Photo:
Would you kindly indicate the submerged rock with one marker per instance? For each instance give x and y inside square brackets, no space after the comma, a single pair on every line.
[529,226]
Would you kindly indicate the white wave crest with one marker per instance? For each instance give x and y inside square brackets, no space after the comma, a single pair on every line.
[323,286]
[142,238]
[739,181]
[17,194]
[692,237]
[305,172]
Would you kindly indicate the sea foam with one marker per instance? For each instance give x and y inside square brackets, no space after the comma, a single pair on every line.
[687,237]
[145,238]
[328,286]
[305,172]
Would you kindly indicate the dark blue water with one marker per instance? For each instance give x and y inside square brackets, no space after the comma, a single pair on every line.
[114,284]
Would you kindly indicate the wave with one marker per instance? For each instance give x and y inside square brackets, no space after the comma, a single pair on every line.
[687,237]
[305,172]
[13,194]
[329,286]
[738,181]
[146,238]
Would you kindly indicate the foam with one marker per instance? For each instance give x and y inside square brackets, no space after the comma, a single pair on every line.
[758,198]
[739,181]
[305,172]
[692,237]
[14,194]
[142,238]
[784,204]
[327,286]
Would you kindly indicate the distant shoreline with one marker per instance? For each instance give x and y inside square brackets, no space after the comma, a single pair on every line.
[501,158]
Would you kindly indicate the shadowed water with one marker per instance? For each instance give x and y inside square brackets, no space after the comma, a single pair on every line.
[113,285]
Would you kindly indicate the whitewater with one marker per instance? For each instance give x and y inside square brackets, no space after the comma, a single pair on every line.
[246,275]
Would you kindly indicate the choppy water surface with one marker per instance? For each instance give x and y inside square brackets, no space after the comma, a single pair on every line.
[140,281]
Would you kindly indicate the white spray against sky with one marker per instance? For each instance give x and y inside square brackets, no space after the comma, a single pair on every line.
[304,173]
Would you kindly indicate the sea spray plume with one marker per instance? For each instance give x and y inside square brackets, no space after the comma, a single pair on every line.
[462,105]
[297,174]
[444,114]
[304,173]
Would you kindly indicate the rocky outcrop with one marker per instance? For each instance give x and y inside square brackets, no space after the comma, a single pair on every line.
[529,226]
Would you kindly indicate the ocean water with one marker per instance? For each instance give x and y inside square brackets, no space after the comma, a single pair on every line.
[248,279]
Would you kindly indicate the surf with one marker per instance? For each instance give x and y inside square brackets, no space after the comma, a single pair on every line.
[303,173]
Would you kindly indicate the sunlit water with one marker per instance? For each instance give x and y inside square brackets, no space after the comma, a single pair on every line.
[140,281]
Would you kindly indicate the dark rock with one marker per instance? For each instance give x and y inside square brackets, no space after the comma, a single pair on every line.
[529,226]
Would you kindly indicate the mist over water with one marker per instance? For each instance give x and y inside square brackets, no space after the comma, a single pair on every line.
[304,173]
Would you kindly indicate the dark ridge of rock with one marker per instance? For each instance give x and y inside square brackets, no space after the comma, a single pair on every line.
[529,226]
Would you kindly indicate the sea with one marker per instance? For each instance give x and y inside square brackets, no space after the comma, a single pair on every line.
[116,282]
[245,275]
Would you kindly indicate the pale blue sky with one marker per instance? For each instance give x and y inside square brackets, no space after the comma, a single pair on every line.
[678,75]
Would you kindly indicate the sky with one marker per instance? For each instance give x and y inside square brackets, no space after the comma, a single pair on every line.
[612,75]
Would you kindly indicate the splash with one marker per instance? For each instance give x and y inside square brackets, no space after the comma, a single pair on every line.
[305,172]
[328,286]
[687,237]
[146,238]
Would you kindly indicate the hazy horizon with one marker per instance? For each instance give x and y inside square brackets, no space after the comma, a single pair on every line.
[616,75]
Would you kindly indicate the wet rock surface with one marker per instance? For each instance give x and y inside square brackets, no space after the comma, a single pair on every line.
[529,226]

====================

Given problem:
Every record shown above should be written out again exactly.

Reply:
Photo:
Would you kindly indicate the submerged rock with one marker per instance? For each instance give x and y inside square brackets, no space after the comma, a single pair on every line.
[529,226]
Would you kindly indicate the white wave crest with one marker per instance? For each instance give x and y inside square brackets, no space after the comma, a single pair on every line.
[323,286]
[142,238]
[739,181]
[17,194]
[692,237]
[305,172]
Would you kindly indicate the sea foam with one marker per instance? For each instance give x and y inside square brackets, no space after the comma, a single pair on every line.
[687,237]
[145,238]
[328,286]
[305,172]
Would you kindly indicate the dark blue water with one marker per instance? For each instance give x and y inside square brackets, no space after the comma, a single pair on every line.
[114,284]
Would you kindly indicate the wave with one marker per instance? For each instance give x and y inside square brackets, no space after the comma, a single pair on every line.
[687,237]
[305,172]
[13,194]
[329,286]
[738,181]
[146,238]
Would you kindly indicate the foam with one marker per instance? For each instance give x and y inside square brackets, no space after the comma, a single pair on every line.
[758,198]
[739,181]
[305,172]
[692,237]
[14,194]
[142,238]
[784,204]
[327,286]
Would you kindly indicate the distant shoreline with one marker per instance? For each instance give x and y inside square brackets, no space after the comma, a single pair on every line.
[501,158]
Would you kindly indicate the shadowed water with one marker per instance? For each instance give x and y inside square brackets, no space after the comma, a single pair on every line.
[113,285]
Would you kindly indicate the whitewater with one marker per instance? For each instance give x and y inside square brackets, no space after the comma, a single pair on every line.
[246,275]
Would you kindly indicate the choppy water surface with one marker per instance? For each instance give x and y inside square brackets, no space after the comma, a single pair on every line.
[140,281]
Would you kindly indicate the white spray against sky with one marker per instance? For each instance give x and y inside square brackets, no space after the comma, a single pair on every line.
[304,173]
Would you kindly indicate the sea spray plume with one marker per instance? For each instance give x and y inside square brackets, no space after the comma, a single pair on every line.
[462,105]
[297,174]
[444,114]
[304,173]
Would you kindly indicate the rocky outcrop with one marker per instance? For each instance give x and y inside square brackets, no space after the comma, a single pair on every line.
[529,226]
Would you kindly indicate the ocean water with one marker per instance? For each instance give x and y inside square brackets, no space after the comma, a single pair on every line.
[248,279]
Would you kindly indicate the surf with one marker per instance? For each instance give x and y inside square brackets, no space after the comma, a single pair on every line.
[303,173]
Would you kindly indicate the sunlit water with one marker per instance? For each instance give x and y inside square brackets, no space after the comma, a single pair on every line.
[140,281]
Would you kindly indicate the dark rock with one marker per instance? For each instance give x and y inside square brackets, no space after the comma, a single pair on every line.
[529,226]
Would you kindly indicate the mist over water with one marker per instance? For each instance give x and y inside square brackets, no space after the comma, a single pair on every line.
[304,173]
Would you kindly indicate the dark ridge of rock with one marker per instance? For each instance give x and y inside square brackets, no space after the comma, a single pair on every line.
[529,226]
Would you kindly indicate the sea with one marker per instance? For each instance give x and y inside square brackets, no space after the comma, a single pair on every line.
[116,282]
[245,275]
Would you kindly indicate the pale blue sky with one marker per instance? For each instance give x and y inside square brackets, no space after the comma, a single pair on every line.
[678,75]
Would you kindly indicate the sky with one marker per instance? For each instance give x and y inside square brackets, no space after the comma, a single pair on every line.
[612,75]
Would you kindly indicate the splash with one marker per instance? For each instance give x and y inside square brackets, no space after the comma, a single pair on every line.
[305,172]
[328,286]
[687,237]
[146,238]
Would you kindly indicate the hazy horizon with one marker per instance? For each instance give x and y inside square brackets, no space after the comma, a single pair on every line.
[616,75]
Would you kindly indicate the wet rock surface with one marker per instance? For each instance give x and y inside square brackets, no space after the comma, a single pair on every line.
[529,226]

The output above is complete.